= Questions to answer =
1) Which micro-nutrients does the interview with M S Swaminathan name as causes of hidden hunger when they are deficient?
2) Could you copy a passage from the interview with M S Swaminathan word for word? Begin at the words "Self-sufficiency in food" and stop after "genomics and phenomics.".

= Extract to read =
※

The architect of India’s Green Revolution M S Swaminathan was in the city on Sunday to deliver the convocation address at the University of Agricultural Sciences (UAS).
He spoke to Express on various issues including, future of Indian agriculture and genetically modified crops. Excerpts from the interview:
What are your views on genetic modification of crops for commercial purposes?
We can do without genetic modification as we have Marker Assisted breeding methods today where we choose a breed with a particular marker gene responsible for a particular trait like fruit size and then multiply the crop.
Occasionally, we may need a new gene. Then genetic modification is required and the process has its pros and cons and must be handled in a safe and responsible manner. This is true of nuclear power also. The safe use of biotechnology must be promoted.
Our country has a large number of students who are specialising in biotechnology and related subjects. We must become a leader of safe and responsible use of biotechnology.
What could be the future of Indian agriculture?
Self-sufficiency in food and nutrition is important. 2016 has been designated as the International Year of Pulses and efforts must be made to intensify cultivation of pulses. We have to attend to nutritional problems such as protein hunger and hidden hunger caused by the deficiency of micro-nutrients like iron, zinc, iodine, vitamins etc. This year has been designated as the International Year of Family Farming, for developing every family farm into a nutri farm. Small farm agriculture needs technology upgrades. We need more research on genomics and phenomics.
What do you think should be the agenda of the new government?
The new government must implement our recommendations. Monsoon and market are the two main determinants of agriculture and the well being of farmers, the science can develop but technology and its use is decided by the public. The new government must look at market reforms and promote a single Indian market where farmers can move and sell their produce all over the country without restriction on the price.
The Agricultural Biotechnology Committee which I chaired in 2003 and which submitted its report in 2004 had recommended both a Parliament approved regulatory agency as well as the necessary infrastructure for conducting All India Coordinated Trials with Genetically Modified Organisms. Such a special trial to be organised by the Indian Council of Agricultural Research (ICAR) should have an eminent biosafety expert as its coordinator. Ten years have passed since this recommendation was made and we should lose no further time in implementing it.
Empowerment of women in farming in land, water, technology and getting credit must be on the agenda of the new government. Narayana Gowda, Vice Chancellor of UAS, Bangalore has propagated the Chinese model of on farm productivity and profitability. This will bring more income and add value to farms.
Eternal vigilance is the only way to fight challenges like climate change.

※

= Material supplied =
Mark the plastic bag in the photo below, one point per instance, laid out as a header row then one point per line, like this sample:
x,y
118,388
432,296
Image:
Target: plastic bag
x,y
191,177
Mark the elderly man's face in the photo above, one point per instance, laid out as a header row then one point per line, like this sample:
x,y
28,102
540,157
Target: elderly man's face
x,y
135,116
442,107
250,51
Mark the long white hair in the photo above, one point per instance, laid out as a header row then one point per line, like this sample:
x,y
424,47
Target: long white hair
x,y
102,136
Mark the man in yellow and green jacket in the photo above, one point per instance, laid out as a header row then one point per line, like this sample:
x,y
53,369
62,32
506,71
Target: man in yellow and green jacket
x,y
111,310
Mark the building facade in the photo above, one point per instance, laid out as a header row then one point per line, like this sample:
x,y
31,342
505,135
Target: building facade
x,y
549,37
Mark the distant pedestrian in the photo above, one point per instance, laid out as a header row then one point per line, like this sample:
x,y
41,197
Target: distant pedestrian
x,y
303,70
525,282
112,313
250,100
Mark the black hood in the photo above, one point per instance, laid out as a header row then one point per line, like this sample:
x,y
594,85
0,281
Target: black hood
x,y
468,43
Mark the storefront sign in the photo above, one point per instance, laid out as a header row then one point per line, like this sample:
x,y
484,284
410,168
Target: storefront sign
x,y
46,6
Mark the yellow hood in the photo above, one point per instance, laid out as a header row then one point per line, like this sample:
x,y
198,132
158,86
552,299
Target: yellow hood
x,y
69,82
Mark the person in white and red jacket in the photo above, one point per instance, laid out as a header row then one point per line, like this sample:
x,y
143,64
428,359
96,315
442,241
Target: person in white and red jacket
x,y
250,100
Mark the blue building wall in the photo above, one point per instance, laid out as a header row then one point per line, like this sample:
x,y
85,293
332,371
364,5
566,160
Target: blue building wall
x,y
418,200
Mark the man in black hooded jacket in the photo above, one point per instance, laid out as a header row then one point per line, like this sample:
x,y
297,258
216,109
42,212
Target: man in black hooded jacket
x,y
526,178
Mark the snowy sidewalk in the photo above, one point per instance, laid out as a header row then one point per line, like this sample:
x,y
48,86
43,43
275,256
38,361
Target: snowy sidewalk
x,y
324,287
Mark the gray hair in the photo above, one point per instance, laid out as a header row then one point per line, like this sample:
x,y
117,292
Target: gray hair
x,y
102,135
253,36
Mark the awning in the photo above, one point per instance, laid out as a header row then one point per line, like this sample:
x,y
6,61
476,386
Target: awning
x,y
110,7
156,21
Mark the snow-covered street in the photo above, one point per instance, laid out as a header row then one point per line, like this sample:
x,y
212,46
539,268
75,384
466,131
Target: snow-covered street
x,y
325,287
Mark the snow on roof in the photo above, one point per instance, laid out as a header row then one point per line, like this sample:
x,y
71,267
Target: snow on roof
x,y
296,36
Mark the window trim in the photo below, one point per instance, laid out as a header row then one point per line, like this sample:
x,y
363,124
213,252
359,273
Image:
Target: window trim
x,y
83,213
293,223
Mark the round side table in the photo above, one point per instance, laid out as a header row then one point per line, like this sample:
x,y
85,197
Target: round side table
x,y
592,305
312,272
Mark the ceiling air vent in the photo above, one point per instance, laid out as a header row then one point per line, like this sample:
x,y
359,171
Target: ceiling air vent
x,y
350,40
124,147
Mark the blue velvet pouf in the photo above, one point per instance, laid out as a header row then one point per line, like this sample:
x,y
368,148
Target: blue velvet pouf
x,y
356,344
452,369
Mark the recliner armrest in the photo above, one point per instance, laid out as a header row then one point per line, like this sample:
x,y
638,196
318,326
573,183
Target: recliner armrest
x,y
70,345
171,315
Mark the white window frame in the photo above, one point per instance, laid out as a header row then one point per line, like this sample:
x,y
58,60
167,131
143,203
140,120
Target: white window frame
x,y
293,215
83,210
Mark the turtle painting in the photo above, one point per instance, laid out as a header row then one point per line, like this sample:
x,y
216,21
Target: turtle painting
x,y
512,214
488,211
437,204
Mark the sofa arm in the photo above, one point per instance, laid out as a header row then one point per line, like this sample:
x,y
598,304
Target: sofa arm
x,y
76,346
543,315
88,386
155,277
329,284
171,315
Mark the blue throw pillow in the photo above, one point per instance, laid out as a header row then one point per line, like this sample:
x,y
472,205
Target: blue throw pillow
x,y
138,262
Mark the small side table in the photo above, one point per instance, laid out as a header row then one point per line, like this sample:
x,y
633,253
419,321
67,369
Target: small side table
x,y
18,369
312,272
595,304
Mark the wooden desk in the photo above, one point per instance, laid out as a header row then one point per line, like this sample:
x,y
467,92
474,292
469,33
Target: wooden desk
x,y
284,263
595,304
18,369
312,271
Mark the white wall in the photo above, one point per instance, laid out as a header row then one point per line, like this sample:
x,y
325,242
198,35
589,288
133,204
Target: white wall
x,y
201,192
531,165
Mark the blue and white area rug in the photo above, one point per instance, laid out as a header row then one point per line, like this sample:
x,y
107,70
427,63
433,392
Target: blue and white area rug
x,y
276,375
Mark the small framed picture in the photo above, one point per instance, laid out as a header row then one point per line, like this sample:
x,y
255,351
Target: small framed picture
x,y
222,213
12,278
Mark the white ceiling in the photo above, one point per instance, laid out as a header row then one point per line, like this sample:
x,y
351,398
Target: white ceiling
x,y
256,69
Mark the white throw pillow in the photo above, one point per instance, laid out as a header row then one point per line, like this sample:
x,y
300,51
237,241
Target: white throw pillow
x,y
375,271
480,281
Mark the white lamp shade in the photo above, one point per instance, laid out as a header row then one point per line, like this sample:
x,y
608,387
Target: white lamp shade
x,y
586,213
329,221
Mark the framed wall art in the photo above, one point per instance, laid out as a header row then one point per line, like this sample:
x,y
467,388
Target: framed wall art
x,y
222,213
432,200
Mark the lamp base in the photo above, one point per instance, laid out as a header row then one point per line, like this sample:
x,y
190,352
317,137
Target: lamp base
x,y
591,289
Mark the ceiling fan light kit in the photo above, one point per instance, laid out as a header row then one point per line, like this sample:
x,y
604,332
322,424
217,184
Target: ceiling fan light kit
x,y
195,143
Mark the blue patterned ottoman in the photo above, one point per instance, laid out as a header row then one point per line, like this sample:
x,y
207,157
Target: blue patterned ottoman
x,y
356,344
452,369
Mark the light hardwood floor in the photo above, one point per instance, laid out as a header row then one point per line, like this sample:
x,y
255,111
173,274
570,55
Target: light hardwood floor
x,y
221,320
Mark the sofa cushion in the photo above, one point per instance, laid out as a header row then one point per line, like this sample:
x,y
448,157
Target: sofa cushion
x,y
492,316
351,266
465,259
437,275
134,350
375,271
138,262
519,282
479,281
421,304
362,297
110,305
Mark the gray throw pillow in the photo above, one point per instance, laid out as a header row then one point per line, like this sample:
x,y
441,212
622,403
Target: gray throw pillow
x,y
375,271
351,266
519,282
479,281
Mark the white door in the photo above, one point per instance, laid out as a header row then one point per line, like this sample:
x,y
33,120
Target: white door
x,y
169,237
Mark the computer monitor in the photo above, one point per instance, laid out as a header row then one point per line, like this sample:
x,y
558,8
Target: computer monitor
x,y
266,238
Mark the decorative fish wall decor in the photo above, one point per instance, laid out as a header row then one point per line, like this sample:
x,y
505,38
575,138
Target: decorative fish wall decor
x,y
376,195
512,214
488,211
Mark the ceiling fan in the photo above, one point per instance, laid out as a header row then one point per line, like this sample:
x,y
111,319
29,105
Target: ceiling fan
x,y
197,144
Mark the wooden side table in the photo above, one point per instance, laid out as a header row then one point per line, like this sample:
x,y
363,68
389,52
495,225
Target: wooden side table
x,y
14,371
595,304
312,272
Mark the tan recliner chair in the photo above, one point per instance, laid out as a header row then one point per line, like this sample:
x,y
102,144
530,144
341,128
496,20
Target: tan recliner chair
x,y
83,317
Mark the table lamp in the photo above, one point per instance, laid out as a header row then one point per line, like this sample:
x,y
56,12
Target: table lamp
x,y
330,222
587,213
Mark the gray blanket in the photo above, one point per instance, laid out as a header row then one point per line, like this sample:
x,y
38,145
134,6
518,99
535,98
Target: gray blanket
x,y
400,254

※

= Responses by task =
1) Iron, zinc, iodine and vitamins

2)
Self-sufficiency in food and nutrition is important. 2016 has been designated as the International Year of Pulses and efforts must be made to intensify cultivation of pulses. We have to attend to nutritional problems such as protein hunger and hidden hunger caused by the deficiency of micro-nutrients like iron, zinc, iodine, vitamins etc. This year has been designated as the International Year of Family Farming, for developing every family farm into a nutri farm. Small farm agriculture needs technology upgrades. We need more research on genomics and phenomics.